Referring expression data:
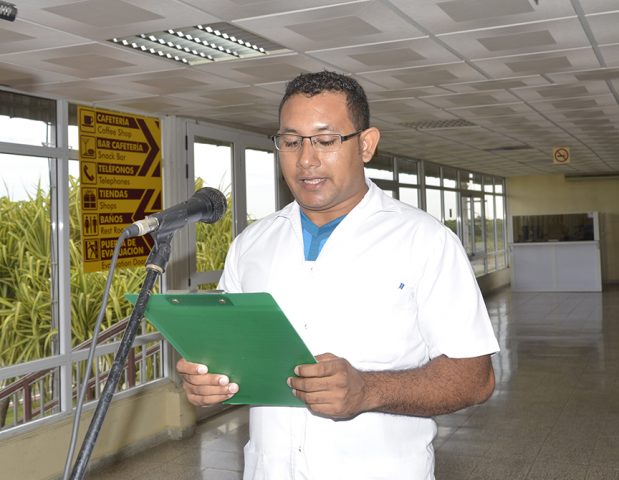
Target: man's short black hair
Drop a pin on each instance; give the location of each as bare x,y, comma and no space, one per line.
311,84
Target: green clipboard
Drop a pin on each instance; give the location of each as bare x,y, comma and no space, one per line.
245,336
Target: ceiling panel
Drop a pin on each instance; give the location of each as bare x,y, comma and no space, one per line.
459,82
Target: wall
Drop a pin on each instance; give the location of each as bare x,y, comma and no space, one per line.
553,194
156,413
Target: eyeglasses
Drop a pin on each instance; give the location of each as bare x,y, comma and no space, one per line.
323,142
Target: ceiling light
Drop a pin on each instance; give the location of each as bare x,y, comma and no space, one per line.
8,11
201,44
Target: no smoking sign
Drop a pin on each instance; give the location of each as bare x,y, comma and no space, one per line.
561,155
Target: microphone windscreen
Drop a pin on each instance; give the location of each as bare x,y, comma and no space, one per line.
215,203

Problem details:
Search the entries for the word "Target", then gather every line that has it.

Solution to the exercise:
Target: man's short black hair
Target: green clipboard
Target: ceiling panel
Target: wall
Target: eyeglasses
Target: ceiling light
Target: no smoking sign
Target: microphone windscreen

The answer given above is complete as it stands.